* _Task brief_:
Retype the data below line for line, keeping every character unchanged.

[Outline labeling records]
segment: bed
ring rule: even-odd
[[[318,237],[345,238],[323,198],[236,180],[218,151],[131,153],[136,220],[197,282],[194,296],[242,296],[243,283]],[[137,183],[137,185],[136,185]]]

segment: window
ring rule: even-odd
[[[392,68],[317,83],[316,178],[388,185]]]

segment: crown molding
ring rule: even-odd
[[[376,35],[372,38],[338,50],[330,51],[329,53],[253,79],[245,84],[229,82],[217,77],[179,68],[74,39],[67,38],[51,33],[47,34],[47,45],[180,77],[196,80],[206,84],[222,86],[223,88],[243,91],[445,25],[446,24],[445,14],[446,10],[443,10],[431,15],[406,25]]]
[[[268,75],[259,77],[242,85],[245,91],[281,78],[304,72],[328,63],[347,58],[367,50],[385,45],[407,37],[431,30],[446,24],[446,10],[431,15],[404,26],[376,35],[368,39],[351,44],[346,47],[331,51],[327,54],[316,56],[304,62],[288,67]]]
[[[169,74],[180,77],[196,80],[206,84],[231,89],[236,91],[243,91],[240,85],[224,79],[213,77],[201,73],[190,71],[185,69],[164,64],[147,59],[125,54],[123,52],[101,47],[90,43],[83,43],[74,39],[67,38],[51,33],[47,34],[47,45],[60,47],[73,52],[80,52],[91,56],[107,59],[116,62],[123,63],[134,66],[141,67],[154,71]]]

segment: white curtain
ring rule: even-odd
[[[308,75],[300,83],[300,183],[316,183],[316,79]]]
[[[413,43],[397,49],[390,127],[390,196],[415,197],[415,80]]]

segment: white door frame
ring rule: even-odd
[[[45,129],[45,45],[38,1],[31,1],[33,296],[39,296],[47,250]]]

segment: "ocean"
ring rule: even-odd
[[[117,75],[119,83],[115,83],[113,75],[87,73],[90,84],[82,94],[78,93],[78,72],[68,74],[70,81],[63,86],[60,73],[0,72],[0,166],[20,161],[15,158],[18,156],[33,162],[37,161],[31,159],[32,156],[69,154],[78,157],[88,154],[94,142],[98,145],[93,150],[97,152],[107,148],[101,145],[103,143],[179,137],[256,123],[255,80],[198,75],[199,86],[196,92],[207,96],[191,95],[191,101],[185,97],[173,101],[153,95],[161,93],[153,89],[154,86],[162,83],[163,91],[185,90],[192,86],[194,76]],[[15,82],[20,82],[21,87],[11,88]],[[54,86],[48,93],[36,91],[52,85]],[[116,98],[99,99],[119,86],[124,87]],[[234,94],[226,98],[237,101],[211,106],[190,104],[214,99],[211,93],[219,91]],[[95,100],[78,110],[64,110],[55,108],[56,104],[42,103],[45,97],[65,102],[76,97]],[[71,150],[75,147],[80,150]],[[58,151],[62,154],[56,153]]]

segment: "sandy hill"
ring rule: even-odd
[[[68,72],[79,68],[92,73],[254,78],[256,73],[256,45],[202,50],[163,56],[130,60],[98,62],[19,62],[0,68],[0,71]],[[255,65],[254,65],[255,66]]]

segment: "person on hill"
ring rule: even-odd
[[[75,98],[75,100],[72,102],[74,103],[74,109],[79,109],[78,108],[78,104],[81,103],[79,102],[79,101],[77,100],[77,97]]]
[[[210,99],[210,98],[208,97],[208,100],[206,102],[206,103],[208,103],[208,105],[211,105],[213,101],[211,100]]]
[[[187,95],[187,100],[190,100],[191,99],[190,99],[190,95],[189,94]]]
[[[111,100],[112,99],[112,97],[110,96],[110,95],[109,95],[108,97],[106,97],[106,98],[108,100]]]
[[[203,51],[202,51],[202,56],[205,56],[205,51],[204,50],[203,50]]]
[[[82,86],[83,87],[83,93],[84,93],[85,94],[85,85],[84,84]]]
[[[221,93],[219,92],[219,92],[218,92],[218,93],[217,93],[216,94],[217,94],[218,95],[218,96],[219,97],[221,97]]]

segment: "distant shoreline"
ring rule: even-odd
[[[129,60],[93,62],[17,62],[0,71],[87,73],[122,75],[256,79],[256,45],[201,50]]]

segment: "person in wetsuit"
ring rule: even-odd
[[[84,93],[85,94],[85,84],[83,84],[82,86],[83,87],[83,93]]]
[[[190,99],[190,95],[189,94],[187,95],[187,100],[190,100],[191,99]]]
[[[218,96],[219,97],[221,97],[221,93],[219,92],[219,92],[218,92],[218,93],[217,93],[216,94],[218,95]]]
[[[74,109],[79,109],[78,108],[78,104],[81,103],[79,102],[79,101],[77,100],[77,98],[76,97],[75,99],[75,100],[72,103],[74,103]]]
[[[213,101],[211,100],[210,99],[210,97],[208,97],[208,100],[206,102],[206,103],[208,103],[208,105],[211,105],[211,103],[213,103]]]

* _Solution for this problem_:
segment: bed
ring rule: even-odd
[[[318,237],[345,238],[323,198],[236,180],[218,151],[131,153],[136,220],[197,282],[194,296],[242,296],[243,283]],[[137,183],[137,185],[136,185]]]

segment: window
ring rule: even-odd
[[[392,68],[317,83],[316,178],[388,185]]]

segment: crown molding
ring rule: even-odd
[[[376,35],[372,38],[338,50],[330,51],[329,53],[253,79],[245,84],[229,82],[217,77],[179,68],[74,39],[67,38],[51,33],[47,34],[47,45],[180,77],[196,80],[206,84],[222,86],[223,88],[243,91],[445,25],[446,24],[445,14],[446,10],[443,10],[431,15],[406,25]]]
[[[268,75],[259,77],[242,85],[245,91],[281,78],[304,72],[328,63],[347,58],[367,50],[385,45],[407,37],[431,30],[446,24],[446,10],[431,15],[404,26],[376,35],[368,39],[351,44],[346,47],[331,51],[327,54],[316,56],[304,62],[288,67]]]
[[[169,74],[180,77],[196,80],[206,84],[231,89],[236,91],[243,91],[240,85],[224,79],[213,77],[201,73],[190,71],[185,69],[164,64],[147,59],[125,54],[123,52],[101,47],[90,43],[83,43],[74,39],[67,38],[51,33],[47,34],[47,45],[60,47],[73,52],[80,52],[91,56],[107,59],[116,62],[123,63],[134,66],[141,67],[154,71]]]

segment: white curtain
ring rule: even-odd
[[[308,75],[300,83],[300,183],[316,183],[316,79]]]
[[[413,43],[397,49],[390,127],[390,196],[415,197],[415,80]]]

segment: white door frame
ring rule: even-odd
[[[45,129],[45,45],[38,1],[31,1],[33,296],[39,296],[47,250]]]

segment: "ocean"
ring rule: even-odd
[[[117,75],[119,83],[115,83],[113,75],[87,73],[90,84],[82,94],[78,93],[78,72],[68,74],[70,81],[63,86],[60,73],[0,72],[0,166],[20,161],[15,158],[18,156],[33,162],[37,161],[31,159],[32,156],[69,154],[78,157],[88,154],[94,142],[98,145],[93,150],[97,152],[107,148],[101,145],[103,143],[179,137],[256,123],[255,80],[198,75],[199,86],[196,92],[207,96],[191,95],[191,101],[185,97],[173,101],[153,95],[161,93],[153,89],[154,86],[162,83],[163,91],[185,90],[192,86],[194,76]],[[15,82],[20,82],[21,87],[11,88]],[[54,86],[48,93],[36,91],[52,85]],[[116,98],[99,99],[119,86],[124,87]],[[234,94],[226,98],[237,101],[211,106],[190,104],[214,99],[211,93],[219,91]],[[95,100],[78,110],[64,110],[55,108],[56,104],[42,103],[45,97],[65,102],[76,97]],[[71,150],[75,147],[80,150]],[[58,151],[62,154],[56,153]]]

segment: "sandy hill"
ring rule: even-odd
[[[68,72],[79,68],[92,73],[254,78],[256,73],[256,45],[202,50],[163,56],[130,60],[98,62],[19,62],[0,68],[0,71]],[[255,65],[254,65],[255,66]]]

segment: "person on hill"
ring rule: even-odd
[[[75,98],[75,100],[72,102],[74,103],[74,109],[79,109],[78,108],[78,104],[81,103],[79,102],[79,101],[77,100],[77,97]]]
[[[210,99],[210,98],[208,97],[208,100],[206,102],[206,103],[208,103],[208,105],[211,105],[213,101],[211,100]]]
[[[187,95],[187,100],[190,100],[191,99],[190,99],[190,95],[189,94]]]
[[[111,100],[112,99],[112,97],[110,96],[110,95],[109,95],[108,97],[106,97],[106,98],[108,100]]]
[[[203,51],[202,51],[202,56],[205,56],[205,51],[204,50],[203,50]]]
[[[82,86],[83,87],[83,93],[84,93],[85,94],[85,85],[84,84]]]
[[[221,93],[219,92],[219,92],[218,92],[218,93],[217,93],[216,94],[217,94],[218,95],[218,96],[219,97],[221,97]]]

segment: "distant shoreline"
ring rule: even-odd
[[[129,60],[93,62],[17,62],[0,71],[87,73],[122,75],[256,79],[256,45],[201,50]]]

segment: "person in wetsuit"
ring rule: even-odd
[[[84,93],[85,94],[85,84],[83,84],[82,86],[83,87],[83,93]]]
[[[190,99],[190,95],[189,94],[187,95],[187,100],[190,100],[191,99]]]
[[[218,96],[219,97],[221,97],[221,93],[219,92],[219,92],[218,92],[218,93],[217,93],[216,94],[218,95]]]
[[[74,109],[79,109],[78,108],[78,104],[81,103],[79,102],[79,101],[77,100],[77,98],[76,97],[75,99],[75,100],[72,103],[74,103]]]
[[[213,101],[211,100],[210,99],[210,97],[208,97],[208,100],[206,102],[206,103],[208,103],[208,105],[211,105],[211,103],[213,103]]]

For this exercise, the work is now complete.